Wikana was the State Minister of Youth Affairs during two cabinets led by Sjahrir cabinet and two cabinets led by Amir Sjarifuddin . One week before the first appointment, though, on behalf of the Persatuan Perjuangan, Wikana stated that he did not want to be in the cabinet. Under Amir Sjarifuddin, Wikana served from July 1947 to January 1948. He lived in Yogyakarta during the revolution Indonesia's capital moved to the city.

In early 1948, Hatta replaced Amir Sjarifuddin as prime minister. Wikana was appointed by Hatta as military governor of Surakarta. After the 1948 Madiun rebellion, Hatta replaced Wikana with Colonel Gatot Subroto. On 1 September 1948, Wikana was elected secretary of the youth section of the PKI politbureau. At the Pesindo conference on 4–12 November 1950, he failed to be reelected to the executive committee. Later, on 29 December, he was forced resigned from a study group run by the Murba Party as it was seen as harmful to the interests of the PKI. Wikana remained a member of the Central Committee of the PKI until 7 January 1951 when the new leaders of the party were announced. In the 1955 Indonesian Constituent Assembly election 1955 general election, Wikana and Alimin represented the PKI for Constituent Assembly. Later, in December 1956, Wikana was appointed as secretary of the party fraction in the assembly. After the sixth congress of the party in September 1959, Wikana was reelected as full member of central committee.

In 1963 he was a member of the Supreme Advisory Council (DPA). In 1965, he was invited by Chairul Saleh to be a member of the People's Consultative Assembly (MPRS). However, none of these positions gave him any real power, either in the party or in government.

» **Source information**:

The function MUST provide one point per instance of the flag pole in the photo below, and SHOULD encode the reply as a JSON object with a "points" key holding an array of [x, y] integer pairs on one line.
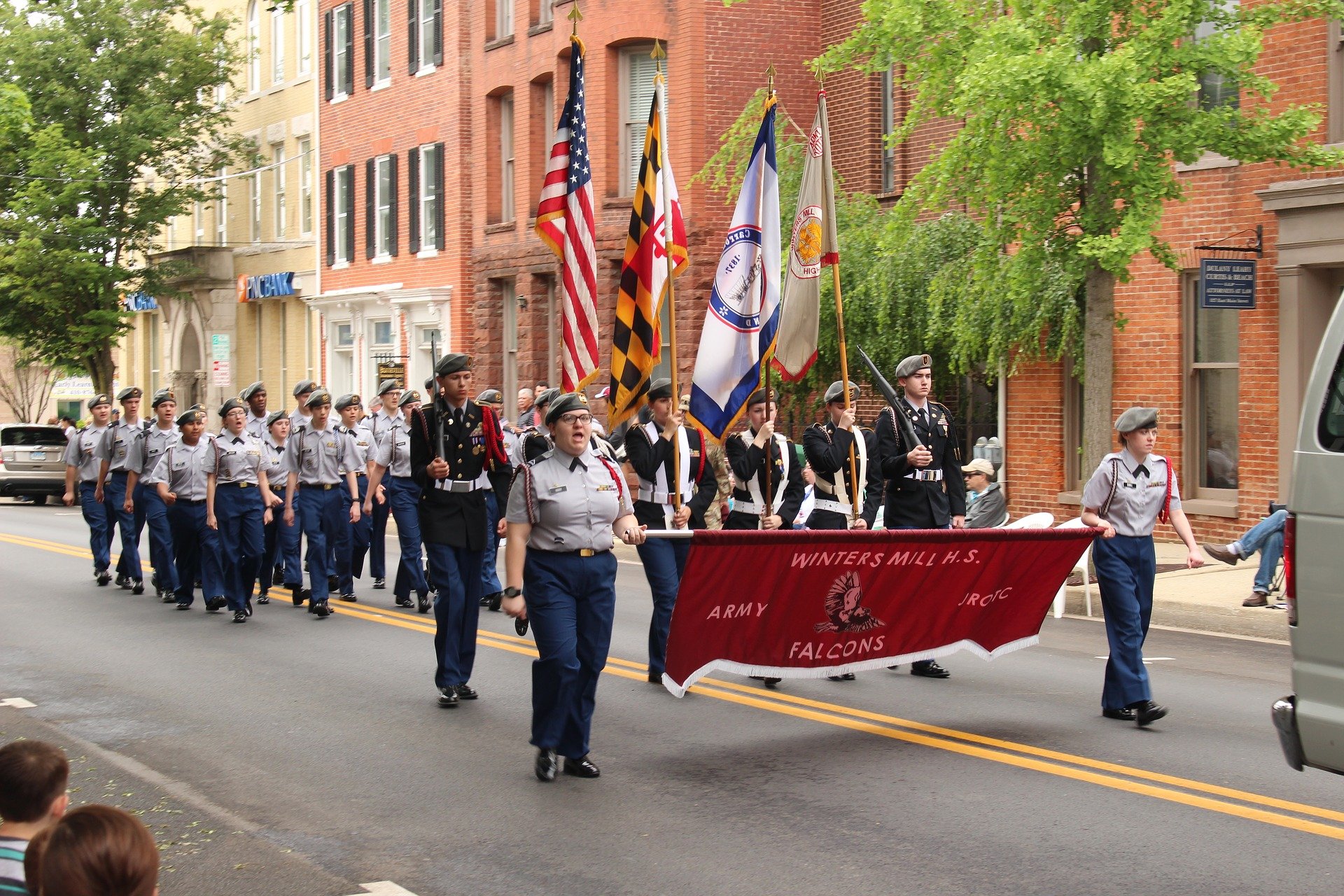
{"points": [[659, 55]]}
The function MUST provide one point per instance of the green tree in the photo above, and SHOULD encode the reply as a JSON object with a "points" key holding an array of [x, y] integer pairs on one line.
{"points": [[109, 125], [1073, 113]]}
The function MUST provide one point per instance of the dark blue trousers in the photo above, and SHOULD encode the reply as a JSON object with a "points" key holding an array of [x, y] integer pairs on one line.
{"points": [[324, 514], [96, 516], [457, 609], [197, 547], [664, 561], [1126, 570], [160, 535], [570, 603], [239, 510]]}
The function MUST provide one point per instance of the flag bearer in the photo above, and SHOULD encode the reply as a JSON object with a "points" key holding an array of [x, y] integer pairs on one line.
{"points": [[241, 508], [327, 500], [655, 450], [1128, 493], [83, 466], [562, 514]]}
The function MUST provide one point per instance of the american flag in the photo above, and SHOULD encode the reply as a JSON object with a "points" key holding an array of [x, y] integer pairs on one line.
{"points": [[565, 220]]}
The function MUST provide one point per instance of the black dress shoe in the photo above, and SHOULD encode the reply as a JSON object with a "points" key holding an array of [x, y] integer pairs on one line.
{"points": [[582, 767], [1147, 713], [545, 766], [929, 669]]}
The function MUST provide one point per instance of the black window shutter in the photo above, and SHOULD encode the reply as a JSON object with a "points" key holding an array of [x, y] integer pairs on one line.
{"points": [[413, 38], [413, 207], [331, 216], [391, 203], [327, 52], [370, 210], [438, 192], [369, 43], [438, 33]]}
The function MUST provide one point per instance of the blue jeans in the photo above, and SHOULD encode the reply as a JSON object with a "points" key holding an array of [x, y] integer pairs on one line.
{"points": [[664, 561], [1265, 536]]}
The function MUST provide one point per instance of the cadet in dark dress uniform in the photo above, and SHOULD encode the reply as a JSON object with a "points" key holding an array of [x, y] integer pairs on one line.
{"points": [[242, 505], [327, 500], [456, 456], [562, 512], [654, 450], [1128, 493], [151, 445], [925, 489], [83, 466]]}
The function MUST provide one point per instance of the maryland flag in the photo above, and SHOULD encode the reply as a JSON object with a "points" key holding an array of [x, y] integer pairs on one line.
{"points": [[644, 272]]}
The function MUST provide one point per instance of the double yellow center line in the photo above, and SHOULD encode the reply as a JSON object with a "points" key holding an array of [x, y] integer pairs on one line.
{"points": [[1270, 811]]}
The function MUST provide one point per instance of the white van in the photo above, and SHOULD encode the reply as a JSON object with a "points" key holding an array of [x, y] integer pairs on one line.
{"points": [[1310, 722]]}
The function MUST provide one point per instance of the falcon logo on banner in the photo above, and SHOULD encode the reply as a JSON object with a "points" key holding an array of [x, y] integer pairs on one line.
{"points": [[565, 220], [644, 272], [743, 317], [812, 246]]}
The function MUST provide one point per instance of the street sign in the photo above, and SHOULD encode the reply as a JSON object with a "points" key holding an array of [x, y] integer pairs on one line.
{"points": [[1227, 282]]}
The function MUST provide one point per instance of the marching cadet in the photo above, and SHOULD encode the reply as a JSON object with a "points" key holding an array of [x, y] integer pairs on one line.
{"points": [[315, 457], [185, 479], [242, 501], [827, 449], [925, 489], [456, 457], [112, 486], [143, 457], [280, 564], [255, 398], [386, 416], [562, 514], [83, 465], [393, 458], [350, 555], [654, 450], [1128, 493]]}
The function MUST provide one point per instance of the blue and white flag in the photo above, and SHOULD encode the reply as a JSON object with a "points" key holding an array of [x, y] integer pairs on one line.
{"points": [[742, 323]]}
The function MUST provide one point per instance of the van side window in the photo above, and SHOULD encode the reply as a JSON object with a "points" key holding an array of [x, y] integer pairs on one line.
{"points": [[1331, 428]]}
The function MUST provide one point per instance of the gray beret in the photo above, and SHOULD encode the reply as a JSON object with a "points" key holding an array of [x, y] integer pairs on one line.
{"points": [[836, 393], [1138, 418], [452, 365], [913, 365], [564, 405]]}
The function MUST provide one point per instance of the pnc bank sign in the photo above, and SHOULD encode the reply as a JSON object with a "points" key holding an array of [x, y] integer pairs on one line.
{"points": [[265, 286]]}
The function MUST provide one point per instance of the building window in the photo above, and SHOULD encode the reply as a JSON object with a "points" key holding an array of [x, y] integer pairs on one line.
{"points": [[305, 187], [277, 46], [279, 179], [1211, 397], [253, 46], [638, 71]]}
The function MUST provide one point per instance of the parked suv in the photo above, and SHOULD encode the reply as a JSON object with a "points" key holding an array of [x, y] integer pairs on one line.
{"points": [[1310, 720], [33, 461]]}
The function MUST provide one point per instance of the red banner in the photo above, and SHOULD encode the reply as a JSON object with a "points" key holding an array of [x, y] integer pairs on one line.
{"points": [[806, 605]]}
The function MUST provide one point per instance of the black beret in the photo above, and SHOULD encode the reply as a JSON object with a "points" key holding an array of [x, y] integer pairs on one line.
{"points": [[452, 365], [564, 405]]}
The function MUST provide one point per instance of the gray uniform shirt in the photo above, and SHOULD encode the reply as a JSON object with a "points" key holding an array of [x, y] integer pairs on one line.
{"points": [[1139, 493], [318, 454], [239, 458], [83, 453], [570, 501], [186, 469]]}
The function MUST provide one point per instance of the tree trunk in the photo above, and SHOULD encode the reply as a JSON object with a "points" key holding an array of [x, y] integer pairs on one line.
{"points": [[1098, 367]]}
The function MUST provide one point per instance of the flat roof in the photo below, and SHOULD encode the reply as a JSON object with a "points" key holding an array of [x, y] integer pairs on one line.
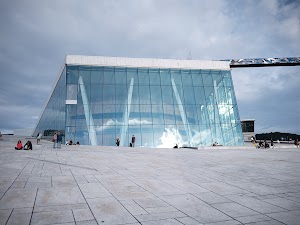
{"points": [[145, 62]]}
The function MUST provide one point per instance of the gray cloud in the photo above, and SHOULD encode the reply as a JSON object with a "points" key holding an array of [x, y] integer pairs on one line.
{"points": [[36, 36]]}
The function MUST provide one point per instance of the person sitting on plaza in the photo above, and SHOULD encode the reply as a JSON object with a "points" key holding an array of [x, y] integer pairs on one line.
{"points": [[19, 145], [266, 144], [28, 145], [260, 144], [297, 143], [38, 138]]}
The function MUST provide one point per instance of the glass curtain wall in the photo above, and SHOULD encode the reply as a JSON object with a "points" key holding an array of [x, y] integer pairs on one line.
{"points": [[160, 107], [53, 117]]}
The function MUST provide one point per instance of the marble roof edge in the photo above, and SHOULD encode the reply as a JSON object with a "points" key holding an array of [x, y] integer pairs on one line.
{"points": [[145, 62]]}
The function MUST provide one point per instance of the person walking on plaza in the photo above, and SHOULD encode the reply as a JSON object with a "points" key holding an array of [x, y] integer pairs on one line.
{"points": [[297, 143], [133, 140], [19, 145], [38, 138], [59, 139], [272, 143], [54, 139], [28, 145]]}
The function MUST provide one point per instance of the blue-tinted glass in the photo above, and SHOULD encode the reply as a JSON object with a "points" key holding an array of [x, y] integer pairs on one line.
{"points": [[167, 94], [120, 76], [154, 76], [186, 78], [147, 135], [207, 78], [97, 75], [189, 97], [72, 74], [165, 77], [121, 94], [169, 117], [199, 95], [197, 77], [144, 94], [96, 94], [227, 78], [156, 94], [176, 77], [146, 114], [191, 114], [109, 115], [132, 76], [85, 75], [135, 99], [217, 77], [157, 114], [143, 75], [109, 75], [109, 94]]}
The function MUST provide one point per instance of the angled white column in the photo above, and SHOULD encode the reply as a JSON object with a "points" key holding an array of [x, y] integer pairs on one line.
{"points": [[217, 112], [182, 112], [126, 113], [88, 117]]}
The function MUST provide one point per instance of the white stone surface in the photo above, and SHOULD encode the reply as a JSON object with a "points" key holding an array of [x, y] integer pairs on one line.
{"points": [[145, 62]]}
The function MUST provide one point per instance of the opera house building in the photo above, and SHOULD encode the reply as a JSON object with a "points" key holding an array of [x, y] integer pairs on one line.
{"points": [[162, 102]]}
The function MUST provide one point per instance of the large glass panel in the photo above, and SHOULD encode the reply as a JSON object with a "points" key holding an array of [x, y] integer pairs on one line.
{"points": [[97, 75], [167, 95], [72, 74], [144, 94], [96, 94], [156, 94], [197, 78], [186, 78], [121, 94], [143, 75], [109, 94], [165, 77], [71, 91], [154, 76], [109, 75], [189, 97], [120, 76]]}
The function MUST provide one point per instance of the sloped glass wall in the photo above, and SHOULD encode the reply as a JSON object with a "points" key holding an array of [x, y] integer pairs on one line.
{"points": [[160, 107]]}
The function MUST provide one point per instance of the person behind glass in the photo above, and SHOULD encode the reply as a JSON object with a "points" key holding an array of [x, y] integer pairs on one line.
{"points": [[38, 138], [118, 141], [28, 145], [272, 143], [59, 140], [54, 139], [19, 145], [133, 140], [297, 143]]}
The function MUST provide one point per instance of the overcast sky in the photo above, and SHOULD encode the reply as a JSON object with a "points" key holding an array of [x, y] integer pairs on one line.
{"points": [[36, 36]]}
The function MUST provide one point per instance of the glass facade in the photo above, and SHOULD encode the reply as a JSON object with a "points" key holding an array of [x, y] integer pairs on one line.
{"points": [[160, 107]]}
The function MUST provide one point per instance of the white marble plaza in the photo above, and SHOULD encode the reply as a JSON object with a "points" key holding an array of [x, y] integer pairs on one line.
{"points": [[116, 185]]}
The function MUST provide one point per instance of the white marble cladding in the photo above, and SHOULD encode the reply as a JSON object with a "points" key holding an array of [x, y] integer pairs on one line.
{"points": [[145, 62]]}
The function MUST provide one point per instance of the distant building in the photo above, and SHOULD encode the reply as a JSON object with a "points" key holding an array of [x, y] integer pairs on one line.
{"points": [[162, 102], [248, 128]]}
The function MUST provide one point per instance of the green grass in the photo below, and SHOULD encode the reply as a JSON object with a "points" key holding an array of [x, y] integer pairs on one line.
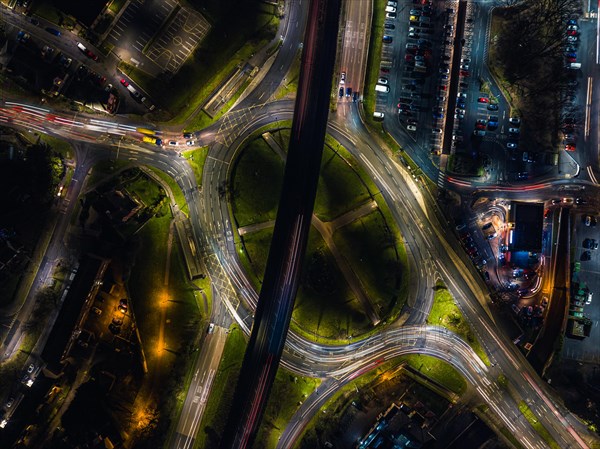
{"points": [[325, 308], [257, 178], [182, 317], [537, 425], [371, 250], [177, 193], [213, 61], [290, 83], [340, 189], [374, 61], [258, 175], [439, 371], [445, 313], [288, 391], [344, 185], [104, 169], [202, 119], [146, 284], [196, 158], [146, 190], [221, 397]]}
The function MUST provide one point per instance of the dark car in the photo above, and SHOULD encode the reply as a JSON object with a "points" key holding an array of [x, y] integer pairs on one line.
{"points": [[90, 54], [53, 31]]}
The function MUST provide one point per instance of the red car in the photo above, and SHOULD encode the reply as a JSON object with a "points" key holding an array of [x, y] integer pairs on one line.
{"points": [[90, 54]]}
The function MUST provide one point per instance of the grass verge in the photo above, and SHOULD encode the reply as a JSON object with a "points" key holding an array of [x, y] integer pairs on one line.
{"points": [[196, 159], [445, 313], [372, 251], [257, 177], [289, 390], [537, 425], [177, 193], [220, 401]]}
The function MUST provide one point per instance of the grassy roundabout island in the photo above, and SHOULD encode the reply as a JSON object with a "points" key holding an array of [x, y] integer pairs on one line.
{"points": [[355, 271]]}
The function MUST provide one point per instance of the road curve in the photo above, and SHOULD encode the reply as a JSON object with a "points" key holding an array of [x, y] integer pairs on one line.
{"points": [[281, 280]]}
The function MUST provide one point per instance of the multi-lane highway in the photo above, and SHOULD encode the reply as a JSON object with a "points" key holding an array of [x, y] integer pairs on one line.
{"points": [[433, 251]]}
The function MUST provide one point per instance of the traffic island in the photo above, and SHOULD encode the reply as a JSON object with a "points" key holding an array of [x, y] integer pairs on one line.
{"points": [[346, 289]]}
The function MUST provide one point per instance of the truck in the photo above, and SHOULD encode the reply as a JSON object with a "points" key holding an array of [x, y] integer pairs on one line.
{"points": [[135, 94], [152, 140], [148, 132]]}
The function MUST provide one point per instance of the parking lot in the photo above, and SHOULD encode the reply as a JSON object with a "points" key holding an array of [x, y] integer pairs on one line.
{"points": [[138, 24], [420, 33], [587, 256], [178, 40]]}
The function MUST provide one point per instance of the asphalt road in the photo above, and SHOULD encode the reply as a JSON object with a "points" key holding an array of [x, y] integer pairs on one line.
{"points": [[429, 234], [205, 370]]}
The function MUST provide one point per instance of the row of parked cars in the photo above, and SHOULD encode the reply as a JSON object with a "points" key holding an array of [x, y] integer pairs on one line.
{"points": [[417, 62], [572, 67]]}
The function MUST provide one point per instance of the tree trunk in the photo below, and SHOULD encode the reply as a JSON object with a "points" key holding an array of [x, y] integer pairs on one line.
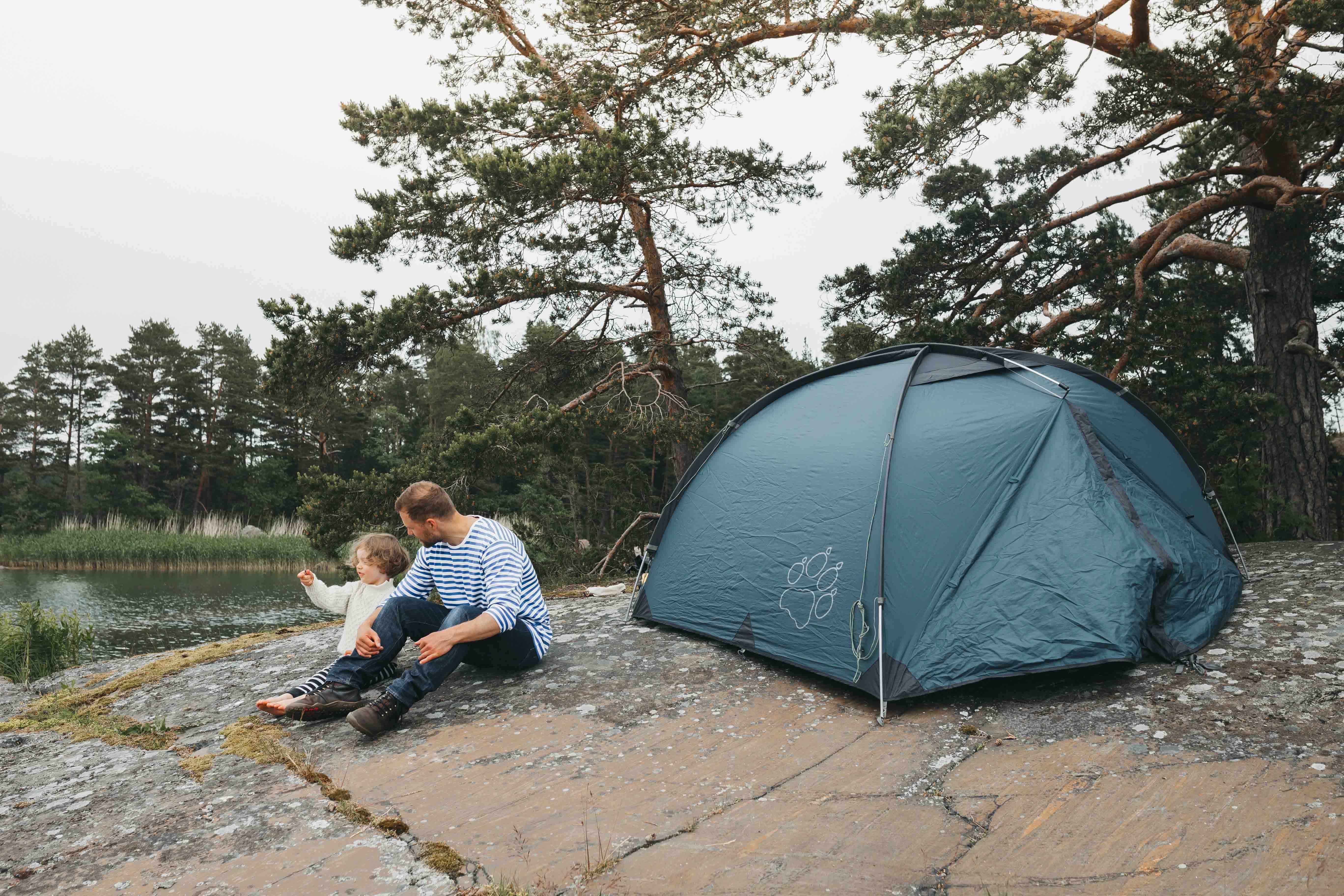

» **What to work on**:
A. In the passage about Wikana, who replaced him as military governor of Surakarta after the 1948 Madiun rebellion?
B. Carry on the passage about Wikana from its final sentence.

» **Responses by task**:
A. Colonel Gatot Subroto.

B.
===30 September Movement and disappearance===
Sometime before the 1965 30th September Movement coup attempt, Wikana and other PKI delegates went to Beijing, China, to celebrate the national day of China. After the news of the coup attempt spread, Wikana ordered other delegates to stay in Beijing. Despite rumours that the PKI was behind the coup attempt, Wikana returned to Indonesia, possibly feeling that he would be safe as he was not a key PKI figure. He arrived in Jakarta on 10 October 1965. According to Chairul Saleh in AM Hanafi Menggugat, when Wikana arrived at Kemayoran Airport, he was immediately arrested by the military. According to Wikana's third child, he was detained in Kramat. After being questioned for two nights, Wikana was released. On 9 June 1966, he was arrested by around ten unidentified armed men in his house. His family made enquiries with military units, but Wikana was never seen again. It is presumed that Wikana died in 1966.

==Legacy==
Wikana's works are about movements and communism. He wrote Organisatie, Pengoempoelan Boeah Pena (Oesaha Penerbitan Tengara, 1947), Dokumentasi Pemuda Sekitar Proklamasi Indonesia Merdeka (co-written with D. N. Aidit and Legiono, published by Badan Penerangan Pusat SBPI, 1948), and Satu Dua Pandangan Marxisme (Revolusioner, 194x).

== Personal life ==
Wikana married Asminah binti Oesman in Kemayoran, 1940. They had six children: Lenina Soewarti Wiasti Wikana Putri, Temo Zein Karmawan Soekana Pria, Tati Sawitri Apramata, Kania Kingkin Pratapa, Rani Sadakarana, and Remondi Sitakodana. According to his third child, Wikana was able to speak English, German, French and Russian.